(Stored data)
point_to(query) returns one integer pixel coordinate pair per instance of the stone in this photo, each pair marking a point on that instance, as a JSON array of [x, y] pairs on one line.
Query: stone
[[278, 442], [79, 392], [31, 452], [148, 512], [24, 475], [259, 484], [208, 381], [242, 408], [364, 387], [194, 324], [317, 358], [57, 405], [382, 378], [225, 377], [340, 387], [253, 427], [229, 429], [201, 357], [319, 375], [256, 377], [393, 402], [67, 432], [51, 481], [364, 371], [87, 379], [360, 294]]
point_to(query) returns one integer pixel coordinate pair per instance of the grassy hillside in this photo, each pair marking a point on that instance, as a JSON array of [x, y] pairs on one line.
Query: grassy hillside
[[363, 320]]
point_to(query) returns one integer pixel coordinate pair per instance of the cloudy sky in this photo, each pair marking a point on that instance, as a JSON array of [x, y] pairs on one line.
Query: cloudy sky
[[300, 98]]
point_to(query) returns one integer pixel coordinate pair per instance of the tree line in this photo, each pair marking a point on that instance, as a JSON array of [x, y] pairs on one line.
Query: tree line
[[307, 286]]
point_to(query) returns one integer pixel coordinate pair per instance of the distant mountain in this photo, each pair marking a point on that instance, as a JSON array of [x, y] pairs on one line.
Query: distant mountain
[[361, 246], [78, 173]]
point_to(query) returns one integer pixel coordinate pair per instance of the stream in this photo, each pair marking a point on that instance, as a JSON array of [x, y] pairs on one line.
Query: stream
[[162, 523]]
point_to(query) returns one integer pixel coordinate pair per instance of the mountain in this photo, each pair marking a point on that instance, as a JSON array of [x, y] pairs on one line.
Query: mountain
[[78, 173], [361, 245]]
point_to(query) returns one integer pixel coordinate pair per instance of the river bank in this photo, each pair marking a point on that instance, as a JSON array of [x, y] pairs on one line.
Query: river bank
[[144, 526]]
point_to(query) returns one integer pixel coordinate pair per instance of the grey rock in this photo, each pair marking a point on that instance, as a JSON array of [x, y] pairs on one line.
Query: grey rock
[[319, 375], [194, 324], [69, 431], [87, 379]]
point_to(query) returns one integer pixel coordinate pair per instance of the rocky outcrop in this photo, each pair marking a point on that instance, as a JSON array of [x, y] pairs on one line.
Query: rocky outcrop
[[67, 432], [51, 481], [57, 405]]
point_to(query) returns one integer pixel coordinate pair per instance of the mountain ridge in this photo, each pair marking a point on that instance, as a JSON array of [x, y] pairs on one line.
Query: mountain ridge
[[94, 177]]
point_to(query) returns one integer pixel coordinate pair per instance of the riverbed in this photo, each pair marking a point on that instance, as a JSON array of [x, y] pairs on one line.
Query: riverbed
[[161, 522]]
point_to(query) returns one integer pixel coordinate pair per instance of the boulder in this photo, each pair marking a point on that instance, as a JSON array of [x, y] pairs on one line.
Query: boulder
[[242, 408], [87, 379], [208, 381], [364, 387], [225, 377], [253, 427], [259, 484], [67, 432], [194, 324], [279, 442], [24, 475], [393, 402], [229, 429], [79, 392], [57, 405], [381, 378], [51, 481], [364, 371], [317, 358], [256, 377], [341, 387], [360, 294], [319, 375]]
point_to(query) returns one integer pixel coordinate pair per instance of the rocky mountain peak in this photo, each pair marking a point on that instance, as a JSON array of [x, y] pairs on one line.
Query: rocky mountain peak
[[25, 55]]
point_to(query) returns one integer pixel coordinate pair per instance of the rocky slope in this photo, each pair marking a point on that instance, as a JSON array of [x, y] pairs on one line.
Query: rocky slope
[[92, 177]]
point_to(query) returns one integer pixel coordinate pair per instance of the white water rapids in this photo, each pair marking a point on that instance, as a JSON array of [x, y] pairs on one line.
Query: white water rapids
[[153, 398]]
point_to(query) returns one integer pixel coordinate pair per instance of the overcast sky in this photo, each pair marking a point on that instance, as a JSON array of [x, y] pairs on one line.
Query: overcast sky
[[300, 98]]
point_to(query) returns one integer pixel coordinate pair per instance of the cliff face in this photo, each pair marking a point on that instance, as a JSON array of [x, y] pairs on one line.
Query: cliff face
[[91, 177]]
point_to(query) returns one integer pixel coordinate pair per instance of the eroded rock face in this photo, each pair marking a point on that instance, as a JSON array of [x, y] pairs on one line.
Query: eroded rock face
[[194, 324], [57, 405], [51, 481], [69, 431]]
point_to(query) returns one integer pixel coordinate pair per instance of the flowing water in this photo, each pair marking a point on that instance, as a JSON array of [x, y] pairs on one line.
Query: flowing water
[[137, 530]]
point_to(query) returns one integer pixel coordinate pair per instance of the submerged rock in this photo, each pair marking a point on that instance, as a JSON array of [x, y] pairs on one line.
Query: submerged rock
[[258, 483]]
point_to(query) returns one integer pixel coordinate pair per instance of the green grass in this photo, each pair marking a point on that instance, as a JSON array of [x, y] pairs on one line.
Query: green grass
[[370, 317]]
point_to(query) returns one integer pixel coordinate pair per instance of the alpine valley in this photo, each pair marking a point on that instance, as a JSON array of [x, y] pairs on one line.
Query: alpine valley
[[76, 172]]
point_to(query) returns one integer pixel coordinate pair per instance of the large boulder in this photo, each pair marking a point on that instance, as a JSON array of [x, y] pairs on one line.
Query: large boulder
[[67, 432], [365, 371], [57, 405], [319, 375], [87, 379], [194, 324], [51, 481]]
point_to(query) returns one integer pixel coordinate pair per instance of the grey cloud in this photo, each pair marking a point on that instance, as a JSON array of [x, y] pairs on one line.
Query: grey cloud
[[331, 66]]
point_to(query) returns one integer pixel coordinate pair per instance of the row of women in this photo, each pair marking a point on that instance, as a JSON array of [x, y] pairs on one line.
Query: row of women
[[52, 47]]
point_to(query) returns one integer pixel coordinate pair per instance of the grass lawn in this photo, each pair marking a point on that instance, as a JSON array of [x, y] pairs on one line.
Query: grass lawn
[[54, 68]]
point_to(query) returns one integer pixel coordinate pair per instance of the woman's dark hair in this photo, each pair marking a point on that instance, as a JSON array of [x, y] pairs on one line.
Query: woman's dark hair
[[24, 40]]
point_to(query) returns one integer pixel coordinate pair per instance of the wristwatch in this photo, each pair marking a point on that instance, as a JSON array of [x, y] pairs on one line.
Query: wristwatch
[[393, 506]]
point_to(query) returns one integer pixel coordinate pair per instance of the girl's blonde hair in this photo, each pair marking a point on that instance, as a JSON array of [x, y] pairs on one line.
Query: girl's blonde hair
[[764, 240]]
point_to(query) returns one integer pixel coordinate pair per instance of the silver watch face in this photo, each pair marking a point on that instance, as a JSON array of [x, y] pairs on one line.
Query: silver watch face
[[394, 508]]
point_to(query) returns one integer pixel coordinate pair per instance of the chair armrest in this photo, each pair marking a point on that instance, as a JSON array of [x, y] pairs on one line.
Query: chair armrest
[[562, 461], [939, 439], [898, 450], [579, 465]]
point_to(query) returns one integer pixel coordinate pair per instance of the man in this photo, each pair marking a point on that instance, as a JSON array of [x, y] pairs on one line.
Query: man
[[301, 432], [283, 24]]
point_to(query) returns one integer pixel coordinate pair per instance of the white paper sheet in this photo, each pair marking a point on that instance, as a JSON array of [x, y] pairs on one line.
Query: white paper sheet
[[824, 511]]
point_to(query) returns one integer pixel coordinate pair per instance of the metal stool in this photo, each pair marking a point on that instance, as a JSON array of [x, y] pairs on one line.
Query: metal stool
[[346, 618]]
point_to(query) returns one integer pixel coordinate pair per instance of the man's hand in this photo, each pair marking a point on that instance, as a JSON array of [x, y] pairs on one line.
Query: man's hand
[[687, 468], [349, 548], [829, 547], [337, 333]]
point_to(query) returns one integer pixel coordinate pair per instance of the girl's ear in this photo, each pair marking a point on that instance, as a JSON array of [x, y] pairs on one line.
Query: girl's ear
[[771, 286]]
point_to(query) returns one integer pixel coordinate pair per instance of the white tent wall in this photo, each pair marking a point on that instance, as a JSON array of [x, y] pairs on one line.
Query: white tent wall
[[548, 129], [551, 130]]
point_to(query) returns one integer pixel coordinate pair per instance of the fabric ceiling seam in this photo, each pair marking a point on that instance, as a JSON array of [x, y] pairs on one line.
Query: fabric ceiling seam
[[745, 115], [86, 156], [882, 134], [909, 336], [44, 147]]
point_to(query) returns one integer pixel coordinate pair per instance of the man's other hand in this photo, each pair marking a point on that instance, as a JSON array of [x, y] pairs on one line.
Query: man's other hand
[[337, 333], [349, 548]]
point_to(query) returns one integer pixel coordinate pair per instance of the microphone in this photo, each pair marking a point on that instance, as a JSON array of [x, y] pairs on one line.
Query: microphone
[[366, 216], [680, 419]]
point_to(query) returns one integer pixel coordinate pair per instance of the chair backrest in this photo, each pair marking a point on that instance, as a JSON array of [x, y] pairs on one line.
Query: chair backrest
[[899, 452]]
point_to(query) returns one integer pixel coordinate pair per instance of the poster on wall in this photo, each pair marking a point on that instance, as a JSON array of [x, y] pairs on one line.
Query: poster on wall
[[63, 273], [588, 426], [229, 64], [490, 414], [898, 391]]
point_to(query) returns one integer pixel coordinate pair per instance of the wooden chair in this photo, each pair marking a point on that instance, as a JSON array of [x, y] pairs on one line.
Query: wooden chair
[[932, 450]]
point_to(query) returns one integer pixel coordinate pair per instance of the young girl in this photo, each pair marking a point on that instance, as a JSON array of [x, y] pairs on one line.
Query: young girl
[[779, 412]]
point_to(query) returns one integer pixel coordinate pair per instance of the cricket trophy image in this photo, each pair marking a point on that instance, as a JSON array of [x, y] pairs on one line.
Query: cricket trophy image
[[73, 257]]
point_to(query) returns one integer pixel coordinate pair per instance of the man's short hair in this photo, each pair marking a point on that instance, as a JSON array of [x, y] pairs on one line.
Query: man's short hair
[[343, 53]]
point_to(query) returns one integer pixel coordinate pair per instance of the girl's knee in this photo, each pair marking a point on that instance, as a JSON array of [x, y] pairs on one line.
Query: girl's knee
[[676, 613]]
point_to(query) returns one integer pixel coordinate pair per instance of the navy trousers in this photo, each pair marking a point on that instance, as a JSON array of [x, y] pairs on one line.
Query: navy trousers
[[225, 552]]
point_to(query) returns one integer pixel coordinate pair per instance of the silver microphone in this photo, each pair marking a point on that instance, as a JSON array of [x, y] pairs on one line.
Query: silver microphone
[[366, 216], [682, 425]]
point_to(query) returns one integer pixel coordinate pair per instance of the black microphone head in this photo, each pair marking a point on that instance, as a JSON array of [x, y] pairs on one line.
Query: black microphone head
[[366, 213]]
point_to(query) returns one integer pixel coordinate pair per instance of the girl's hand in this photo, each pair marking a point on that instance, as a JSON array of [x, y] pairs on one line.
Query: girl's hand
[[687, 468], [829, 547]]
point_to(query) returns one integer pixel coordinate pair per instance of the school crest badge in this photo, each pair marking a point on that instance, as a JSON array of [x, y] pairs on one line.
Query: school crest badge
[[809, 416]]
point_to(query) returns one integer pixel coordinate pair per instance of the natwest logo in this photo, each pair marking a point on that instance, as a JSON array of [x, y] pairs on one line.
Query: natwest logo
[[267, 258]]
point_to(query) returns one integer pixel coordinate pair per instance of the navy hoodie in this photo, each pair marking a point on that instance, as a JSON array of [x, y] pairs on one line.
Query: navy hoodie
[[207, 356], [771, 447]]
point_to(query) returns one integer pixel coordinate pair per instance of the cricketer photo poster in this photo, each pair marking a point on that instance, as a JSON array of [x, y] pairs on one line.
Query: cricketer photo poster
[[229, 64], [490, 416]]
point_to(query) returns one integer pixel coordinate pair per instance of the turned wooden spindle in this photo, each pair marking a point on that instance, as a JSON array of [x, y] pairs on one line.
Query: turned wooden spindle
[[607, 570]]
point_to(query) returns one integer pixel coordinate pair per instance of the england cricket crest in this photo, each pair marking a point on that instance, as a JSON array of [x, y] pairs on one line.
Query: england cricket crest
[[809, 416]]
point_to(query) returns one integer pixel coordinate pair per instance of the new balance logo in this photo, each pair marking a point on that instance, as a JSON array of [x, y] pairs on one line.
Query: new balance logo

WORK TO BE COMPLETED: Copy out the data word for word, from its first line up to and including the line that contains "Query: stone".

RESULT OF THE EXERCISE:
point_to(query) returns one integer pixel coordinate pair per instance of the stone in this photo, each pair marking a point on that instance, as a JSON array of [x, y] pairs on one line.
Query: stone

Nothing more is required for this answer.